» Task prompt: Copy the lines below verbatim, but only from the line containing "Q: report a point for each instance of the man's face" through the end of the data.

» Supplied data:
----------
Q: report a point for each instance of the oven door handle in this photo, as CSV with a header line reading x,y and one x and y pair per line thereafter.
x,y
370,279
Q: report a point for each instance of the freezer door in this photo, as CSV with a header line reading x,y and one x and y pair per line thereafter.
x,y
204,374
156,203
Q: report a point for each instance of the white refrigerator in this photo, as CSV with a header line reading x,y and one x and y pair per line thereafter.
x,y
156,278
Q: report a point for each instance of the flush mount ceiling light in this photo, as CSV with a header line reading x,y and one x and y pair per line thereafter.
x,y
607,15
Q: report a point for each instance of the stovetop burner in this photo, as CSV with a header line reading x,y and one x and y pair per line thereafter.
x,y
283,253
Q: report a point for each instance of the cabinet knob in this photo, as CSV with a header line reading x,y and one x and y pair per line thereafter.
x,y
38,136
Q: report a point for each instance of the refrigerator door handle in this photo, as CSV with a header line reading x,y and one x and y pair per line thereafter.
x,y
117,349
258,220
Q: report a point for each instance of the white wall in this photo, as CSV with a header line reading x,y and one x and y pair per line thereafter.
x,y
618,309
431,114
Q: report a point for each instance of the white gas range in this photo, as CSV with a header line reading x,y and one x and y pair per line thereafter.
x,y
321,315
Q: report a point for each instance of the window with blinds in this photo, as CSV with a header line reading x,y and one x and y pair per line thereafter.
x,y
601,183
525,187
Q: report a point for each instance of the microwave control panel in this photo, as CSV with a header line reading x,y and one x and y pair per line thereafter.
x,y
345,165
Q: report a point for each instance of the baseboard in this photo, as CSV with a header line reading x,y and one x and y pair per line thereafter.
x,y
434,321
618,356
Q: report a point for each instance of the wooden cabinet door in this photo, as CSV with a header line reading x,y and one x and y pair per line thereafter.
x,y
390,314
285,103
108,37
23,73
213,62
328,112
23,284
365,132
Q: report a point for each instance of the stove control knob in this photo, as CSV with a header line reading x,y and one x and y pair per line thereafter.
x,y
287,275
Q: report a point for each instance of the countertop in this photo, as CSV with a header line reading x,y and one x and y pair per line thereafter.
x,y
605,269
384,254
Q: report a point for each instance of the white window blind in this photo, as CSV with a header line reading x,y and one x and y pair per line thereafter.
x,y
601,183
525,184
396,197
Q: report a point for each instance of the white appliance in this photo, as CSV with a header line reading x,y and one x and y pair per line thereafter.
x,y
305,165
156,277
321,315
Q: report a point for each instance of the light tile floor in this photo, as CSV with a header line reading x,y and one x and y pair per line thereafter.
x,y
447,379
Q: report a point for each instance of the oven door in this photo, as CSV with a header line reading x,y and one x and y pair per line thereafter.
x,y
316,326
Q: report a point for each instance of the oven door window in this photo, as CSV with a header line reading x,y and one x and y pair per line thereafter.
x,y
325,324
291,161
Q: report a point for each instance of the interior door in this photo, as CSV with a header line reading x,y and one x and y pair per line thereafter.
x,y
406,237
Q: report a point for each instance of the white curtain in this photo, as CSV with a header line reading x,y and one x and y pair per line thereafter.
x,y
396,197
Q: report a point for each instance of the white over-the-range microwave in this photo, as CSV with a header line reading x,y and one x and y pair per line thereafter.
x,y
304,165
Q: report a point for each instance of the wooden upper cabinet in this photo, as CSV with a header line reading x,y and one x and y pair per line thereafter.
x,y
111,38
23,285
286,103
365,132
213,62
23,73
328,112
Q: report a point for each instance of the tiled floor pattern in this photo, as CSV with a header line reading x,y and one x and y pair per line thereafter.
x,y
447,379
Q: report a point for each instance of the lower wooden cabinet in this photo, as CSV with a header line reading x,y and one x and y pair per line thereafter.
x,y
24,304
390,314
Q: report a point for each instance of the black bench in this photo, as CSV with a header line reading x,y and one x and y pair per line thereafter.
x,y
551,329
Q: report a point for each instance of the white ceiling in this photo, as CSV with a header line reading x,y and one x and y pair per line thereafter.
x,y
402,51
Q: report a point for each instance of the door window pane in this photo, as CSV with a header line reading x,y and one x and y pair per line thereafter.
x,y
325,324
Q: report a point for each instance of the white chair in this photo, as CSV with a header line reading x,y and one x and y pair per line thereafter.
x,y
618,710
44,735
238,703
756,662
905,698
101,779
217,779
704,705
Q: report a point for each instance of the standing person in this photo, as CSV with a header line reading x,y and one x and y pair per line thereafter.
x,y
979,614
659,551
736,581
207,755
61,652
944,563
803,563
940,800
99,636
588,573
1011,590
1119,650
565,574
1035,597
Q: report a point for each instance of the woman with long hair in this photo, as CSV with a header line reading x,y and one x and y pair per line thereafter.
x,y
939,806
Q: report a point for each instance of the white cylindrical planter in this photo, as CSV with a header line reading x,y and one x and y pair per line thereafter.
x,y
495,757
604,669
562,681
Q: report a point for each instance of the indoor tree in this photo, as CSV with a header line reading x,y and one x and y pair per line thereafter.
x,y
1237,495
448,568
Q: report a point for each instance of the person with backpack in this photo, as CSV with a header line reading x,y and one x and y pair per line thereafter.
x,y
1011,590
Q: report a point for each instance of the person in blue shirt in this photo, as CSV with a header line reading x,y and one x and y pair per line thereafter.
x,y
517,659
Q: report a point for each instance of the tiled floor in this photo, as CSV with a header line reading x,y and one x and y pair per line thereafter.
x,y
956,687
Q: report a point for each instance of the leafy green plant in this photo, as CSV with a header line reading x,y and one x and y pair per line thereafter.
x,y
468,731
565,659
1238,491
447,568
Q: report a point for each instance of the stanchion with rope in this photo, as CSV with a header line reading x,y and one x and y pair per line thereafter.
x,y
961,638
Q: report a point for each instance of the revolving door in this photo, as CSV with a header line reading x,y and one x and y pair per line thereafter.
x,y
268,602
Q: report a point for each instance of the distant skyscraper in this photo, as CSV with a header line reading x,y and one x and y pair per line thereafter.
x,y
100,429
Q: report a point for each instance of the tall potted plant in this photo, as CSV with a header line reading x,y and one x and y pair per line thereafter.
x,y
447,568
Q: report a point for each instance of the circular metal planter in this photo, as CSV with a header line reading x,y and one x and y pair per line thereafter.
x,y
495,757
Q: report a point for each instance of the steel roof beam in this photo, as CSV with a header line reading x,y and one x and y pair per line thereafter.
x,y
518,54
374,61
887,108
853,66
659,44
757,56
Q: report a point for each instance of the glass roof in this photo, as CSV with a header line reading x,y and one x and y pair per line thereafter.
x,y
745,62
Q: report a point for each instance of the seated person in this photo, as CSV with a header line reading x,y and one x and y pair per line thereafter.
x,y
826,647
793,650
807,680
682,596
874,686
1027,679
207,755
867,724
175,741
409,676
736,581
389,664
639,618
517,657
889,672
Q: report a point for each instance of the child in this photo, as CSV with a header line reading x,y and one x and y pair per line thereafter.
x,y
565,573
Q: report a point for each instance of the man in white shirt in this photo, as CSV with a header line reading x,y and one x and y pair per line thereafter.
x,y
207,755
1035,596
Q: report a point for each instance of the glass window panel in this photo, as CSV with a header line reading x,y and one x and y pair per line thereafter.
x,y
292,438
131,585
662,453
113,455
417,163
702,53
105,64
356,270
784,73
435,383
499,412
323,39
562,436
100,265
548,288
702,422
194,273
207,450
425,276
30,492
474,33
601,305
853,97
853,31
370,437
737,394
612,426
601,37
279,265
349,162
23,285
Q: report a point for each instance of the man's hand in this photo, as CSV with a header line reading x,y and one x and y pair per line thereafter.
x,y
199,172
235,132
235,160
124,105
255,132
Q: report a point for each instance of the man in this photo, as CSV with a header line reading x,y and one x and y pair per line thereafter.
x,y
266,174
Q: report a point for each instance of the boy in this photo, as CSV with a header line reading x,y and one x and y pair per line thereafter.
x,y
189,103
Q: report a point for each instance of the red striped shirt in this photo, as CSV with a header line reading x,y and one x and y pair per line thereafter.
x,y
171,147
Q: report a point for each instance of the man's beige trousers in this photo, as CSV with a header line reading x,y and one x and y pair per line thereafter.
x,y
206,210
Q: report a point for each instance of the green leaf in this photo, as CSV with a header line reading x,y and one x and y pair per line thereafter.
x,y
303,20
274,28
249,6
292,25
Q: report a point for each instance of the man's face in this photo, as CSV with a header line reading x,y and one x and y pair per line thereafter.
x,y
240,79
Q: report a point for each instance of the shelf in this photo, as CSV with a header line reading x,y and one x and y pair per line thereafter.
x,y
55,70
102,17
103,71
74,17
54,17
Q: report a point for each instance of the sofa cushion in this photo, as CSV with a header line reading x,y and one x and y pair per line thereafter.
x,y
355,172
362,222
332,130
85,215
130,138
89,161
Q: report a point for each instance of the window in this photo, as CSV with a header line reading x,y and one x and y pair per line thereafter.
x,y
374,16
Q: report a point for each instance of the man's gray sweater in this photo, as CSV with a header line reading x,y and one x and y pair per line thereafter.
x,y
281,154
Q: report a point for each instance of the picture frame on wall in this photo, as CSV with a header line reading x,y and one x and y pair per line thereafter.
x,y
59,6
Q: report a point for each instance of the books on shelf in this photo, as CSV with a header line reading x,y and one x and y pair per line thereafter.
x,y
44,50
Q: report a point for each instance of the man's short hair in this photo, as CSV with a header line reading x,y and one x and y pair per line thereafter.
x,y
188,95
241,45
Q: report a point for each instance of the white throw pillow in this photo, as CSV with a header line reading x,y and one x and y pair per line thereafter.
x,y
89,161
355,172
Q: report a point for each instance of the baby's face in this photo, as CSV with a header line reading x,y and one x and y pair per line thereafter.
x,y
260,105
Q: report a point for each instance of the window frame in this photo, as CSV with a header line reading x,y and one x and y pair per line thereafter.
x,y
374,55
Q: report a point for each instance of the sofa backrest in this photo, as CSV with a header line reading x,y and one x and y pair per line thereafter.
----------
» Reply to the task:
Q: report a point for each instance of the man's face in this photo, as CSV with a header line reading x,y and one x and y pair per line thereafter.
x,y
240,79
Q: report a point for each instance of the shelf in this photo, as CSV with a header line reading x,y and one x and y pair per line thereafter.
x,y
55,70
102,17
103,71
74,17
54,17
Q: report a point for each instance of the sofa cushion in this photo, as CSV with a header line reading x,y and one x and y pair per line thereafter.
x,y
355,172
362,222
332,130
85,215
130,138
89,161
Q: report a point for each instance of the window in this photo, as CSV with a header line reading x,y and one x and y pair per line thereafter.
x,y
374,16
Q: report a point for each instance of the man's gray sweater in this photo, as CSV with a header line reading x,y and one x and y pair per line thereafter.
x,y
281,154
Q: report a point for each instance of the picture frame on wall in this photo, as CSV with a header line reading x,y and one x and y pair per line thereafter.
x,y
59,6
Q: report a point for each instance of the books on shelf in this photo, as CSV with a header line reading x,y and one x and y pair per line thereafter.
x,y
44,50
Q: report a point for each instance of the man's short hair in this photo, as CSV with a header line reading x,y and one x and y pair per line thereafter.
x,y
188,95
241,45
Q: report a point for each instance of the white throw pillow in this photo, as CSV with a header line reading x,y and one x and y pair per line thereafter.
x,y
89,161
355,172
Q: report a point for each instance of the baby's face in this photo, as CSV with a header line reading x,y and one x and y pair per line thereafter.
x,y
260,105
Q: report a point for each instance of the window frame in this photo, as CSV with a header line reading x,y and one x and y pair per line thereafter.
x,y
374,55
Q: report a point for each instance of the sofa backrest in this photo, as CSV with a header line reading x,y and one x and y pair per line thereafter.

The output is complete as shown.